A run of items
◆ ◆ ◆ ◆ ◆

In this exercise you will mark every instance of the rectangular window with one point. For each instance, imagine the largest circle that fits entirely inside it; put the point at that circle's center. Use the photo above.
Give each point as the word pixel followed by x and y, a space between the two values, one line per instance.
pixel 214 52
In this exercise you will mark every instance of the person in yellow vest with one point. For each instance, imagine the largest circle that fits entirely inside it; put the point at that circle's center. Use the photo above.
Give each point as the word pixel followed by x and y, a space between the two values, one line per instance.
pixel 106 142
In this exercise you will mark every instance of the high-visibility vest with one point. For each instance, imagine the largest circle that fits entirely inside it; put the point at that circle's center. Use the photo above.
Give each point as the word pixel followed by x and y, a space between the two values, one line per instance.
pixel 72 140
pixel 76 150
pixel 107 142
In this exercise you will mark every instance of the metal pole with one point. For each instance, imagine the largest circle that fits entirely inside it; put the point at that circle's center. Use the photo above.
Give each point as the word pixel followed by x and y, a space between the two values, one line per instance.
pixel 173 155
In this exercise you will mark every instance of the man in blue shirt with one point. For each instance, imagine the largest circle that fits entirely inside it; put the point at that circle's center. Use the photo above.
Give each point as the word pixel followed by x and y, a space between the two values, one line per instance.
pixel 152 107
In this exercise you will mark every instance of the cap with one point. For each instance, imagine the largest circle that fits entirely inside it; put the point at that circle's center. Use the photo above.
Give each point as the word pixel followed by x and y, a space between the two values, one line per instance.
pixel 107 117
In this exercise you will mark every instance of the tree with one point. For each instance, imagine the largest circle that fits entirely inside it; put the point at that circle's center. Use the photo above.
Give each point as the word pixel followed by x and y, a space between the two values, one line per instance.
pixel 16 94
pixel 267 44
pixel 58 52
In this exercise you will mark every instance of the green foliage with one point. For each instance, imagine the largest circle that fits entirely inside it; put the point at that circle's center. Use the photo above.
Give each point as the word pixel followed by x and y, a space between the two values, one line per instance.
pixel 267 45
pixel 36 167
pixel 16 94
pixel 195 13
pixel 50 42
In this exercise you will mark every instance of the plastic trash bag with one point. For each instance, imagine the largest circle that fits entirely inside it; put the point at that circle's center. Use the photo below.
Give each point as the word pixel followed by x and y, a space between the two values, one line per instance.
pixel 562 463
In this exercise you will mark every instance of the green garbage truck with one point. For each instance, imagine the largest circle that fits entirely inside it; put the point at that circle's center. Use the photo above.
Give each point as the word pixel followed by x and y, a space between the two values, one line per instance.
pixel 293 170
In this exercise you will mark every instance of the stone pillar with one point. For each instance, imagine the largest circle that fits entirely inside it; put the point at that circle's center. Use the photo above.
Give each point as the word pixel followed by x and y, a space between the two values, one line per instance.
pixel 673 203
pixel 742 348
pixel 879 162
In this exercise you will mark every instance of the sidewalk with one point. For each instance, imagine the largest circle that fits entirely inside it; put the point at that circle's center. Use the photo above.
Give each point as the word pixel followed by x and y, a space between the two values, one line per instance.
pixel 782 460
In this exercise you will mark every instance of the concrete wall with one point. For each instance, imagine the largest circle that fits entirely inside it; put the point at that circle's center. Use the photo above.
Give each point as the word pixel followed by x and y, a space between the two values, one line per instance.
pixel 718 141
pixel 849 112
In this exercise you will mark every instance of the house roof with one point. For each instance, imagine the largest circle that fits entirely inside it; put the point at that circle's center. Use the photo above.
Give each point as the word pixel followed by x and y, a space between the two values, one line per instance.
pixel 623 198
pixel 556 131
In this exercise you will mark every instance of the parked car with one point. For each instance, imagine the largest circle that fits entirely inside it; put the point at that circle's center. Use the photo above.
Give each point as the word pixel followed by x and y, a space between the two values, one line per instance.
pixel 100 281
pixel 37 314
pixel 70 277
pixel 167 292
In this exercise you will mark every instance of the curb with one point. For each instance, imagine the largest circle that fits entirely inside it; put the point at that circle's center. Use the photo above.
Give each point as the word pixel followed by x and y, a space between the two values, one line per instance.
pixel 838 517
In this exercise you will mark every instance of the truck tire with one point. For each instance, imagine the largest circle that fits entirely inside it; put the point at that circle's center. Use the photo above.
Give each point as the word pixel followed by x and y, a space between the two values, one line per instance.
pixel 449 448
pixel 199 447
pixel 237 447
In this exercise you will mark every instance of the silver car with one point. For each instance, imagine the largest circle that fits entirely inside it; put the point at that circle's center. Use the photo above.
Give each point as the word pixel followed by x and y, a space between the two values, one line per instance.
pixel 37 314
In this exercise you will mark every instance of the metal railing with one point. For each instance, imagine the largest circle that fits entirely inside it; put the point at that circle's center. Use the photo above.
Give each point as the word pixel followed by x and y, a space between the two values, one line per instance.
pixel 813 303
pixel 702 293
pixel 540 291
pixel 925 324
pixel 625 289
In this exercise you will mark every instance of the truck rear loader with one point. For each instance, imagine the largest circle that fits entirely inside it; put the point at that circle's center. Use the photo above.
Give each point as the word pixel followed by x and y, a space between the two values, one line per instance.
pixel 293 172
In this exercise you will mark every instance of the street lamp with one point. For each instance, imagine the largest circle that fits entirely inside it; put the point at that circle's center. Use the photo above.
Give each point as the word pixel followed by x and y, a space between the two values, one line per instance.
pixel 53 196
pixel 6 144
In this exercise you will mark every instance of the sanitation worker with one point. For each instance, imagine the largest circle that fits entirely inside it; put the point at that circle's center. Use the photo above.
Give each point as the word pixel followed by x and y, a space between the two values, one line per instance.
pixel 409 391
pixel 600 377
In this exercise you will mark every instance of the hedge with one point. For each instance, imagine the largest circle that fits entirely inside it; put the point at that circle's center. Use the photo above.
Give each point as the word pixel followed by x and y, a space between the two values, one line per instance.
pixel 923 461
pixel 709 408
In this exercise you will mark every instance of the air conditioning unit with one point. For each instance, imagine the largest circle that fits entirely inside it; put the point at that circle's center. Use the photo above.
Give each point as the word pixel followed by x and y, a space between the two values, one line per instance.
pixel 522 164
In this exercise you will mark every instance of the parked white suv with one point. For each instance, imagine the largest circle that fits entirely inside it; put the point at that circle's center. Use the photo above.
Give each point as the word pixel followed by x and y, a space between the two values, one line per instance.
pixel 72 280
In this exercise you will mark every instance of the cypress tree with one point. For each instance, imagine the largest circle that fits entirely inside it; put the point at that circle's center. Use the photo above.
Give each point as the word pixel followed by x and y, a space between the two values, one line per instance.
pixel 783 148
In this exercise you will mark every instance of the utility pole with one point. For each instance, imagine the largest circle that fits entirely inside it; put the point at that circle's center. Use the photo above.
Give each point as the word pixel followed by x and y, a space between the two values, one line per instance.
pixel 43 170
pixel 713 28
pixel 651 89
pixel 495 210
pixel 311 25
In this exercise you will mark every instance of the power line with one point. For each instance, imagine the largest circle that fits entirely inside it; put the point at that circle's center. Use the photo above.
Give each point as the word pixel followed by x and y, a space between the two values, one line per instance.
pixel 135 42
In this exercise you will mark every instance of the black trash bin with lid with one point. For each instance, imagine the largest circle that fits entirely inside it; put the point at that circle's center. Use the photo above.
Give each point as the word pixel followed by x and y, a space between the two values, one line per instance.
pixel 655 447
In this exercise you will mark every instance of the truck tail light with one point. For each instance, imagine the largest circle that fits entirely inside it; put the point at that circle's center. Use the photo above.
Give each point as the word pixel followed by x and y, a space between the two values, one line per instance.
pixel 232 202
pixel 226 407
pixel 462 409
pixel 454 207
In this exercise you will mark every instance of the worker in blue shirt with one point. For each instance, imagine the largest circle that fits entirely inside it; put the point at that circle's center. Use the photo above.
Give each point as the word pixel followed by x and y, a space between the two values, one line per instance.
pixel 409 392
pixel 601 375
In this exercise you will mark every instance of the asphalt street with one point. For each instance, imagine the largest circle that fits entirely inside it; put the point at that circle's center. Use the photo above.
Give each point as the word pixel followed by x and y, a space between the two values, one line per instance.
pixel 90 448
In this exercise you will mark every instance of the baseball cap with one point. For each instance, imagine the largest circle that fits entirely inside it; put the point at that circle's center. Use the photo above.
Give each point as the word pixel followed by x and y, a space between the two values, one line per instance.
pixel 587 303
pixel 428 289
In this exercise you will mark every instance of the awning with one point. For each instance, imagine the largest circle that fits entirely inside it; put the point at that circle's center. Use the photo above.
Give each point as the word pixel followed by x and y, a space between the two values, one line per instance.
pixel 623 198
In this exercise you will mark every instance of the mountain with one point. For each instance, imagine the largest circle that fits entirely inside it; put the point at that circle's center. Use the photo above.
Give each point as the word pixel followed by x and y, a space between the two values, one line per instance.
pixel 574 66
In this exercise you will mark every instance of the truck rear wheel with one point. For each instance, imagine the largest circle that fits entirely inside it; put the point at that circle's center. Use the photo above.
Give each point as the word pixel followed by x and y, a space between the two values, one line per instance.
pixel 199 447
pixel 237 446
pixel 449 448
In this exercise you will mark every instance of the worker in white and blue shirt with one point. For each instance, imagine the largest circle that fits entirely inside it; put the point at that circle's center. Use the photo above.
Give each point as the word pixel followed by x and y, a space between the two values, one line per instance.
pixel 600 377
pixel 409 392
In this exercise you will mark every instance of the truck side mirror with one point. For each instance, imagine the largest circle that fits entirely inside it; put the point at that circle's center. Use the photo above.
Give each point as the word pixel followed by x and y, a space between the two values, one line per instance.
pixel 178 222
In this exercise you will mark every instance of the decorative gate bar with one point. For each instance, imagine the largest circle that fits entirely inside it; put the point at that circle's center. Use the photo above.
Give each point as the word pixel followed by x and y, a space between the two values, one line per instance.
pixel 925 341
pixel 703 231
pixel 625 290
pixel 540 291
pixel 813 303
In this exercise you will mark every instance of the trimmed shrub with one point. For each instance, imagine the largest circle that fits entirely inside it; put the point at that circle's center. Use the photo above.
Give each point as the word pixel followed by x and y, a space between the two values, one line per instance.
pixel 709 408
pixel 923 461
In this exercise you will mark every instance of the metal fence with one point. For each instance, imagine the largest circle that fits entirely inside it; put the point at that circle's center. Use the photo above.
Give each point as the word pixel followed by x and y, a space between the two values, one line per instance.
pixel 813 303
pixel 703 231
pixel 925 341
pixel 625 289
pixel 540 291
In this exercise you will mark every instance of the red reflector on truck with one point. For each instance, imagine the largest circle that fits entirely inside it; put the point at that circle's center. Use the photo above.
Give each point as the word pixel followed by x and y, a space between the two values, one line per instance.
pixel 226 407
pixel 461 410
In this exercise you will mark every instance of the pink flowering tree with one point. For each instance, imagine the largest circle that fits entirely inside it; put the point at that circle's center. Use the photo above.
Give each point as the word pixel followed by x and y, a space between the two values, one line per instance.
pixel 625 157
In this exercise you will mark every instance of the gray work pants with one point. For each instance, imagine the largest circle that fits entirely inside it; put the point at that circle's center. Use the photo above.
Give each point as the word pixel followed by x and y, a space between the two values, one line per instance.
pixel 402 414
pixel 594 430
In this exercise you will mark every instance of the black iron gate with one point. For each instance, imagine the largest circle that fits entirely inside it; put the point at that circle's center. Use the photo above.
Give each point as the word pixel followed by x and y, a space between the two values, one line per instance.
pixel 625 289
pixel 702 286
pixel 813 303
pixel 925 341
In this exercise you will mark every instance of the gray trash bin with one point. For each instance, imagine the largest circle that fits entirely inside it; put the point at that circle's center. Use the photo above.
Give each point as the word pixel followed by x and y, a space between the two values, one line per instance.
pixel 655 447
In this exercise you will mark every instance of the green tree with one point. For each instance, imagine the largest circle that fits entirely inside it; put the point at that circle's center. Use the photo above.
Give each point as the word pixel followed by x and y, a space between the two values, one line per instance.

◆ ◆ ◆ ◆ ◆

AIM =
Please repeat the lines from the one containing "the gray trash" through the end of the items, switching "largest circle" to "biggest circle" and leaving everything else unchanged.

OUTPUT FOR THIS EXERCISE =
In this exercise you will mark every instance of the gray trash bin with one point. For each instance, imagine the biggest circle that fits entirely inside it; put the point at that circle's center. Use the photo above.
Give each point as the word pixel followed by x and y, a space between the two values, one line per instance.
pixel 655 447
In this exercise you will mark every instance of the green tree with one point. For each instance, imagine the biggest circle that fits entirely inside it; put the point at that circle's center. Use the photo above.
Give each point as the word pixel followed by x and y, a space between the two values, one line per instance.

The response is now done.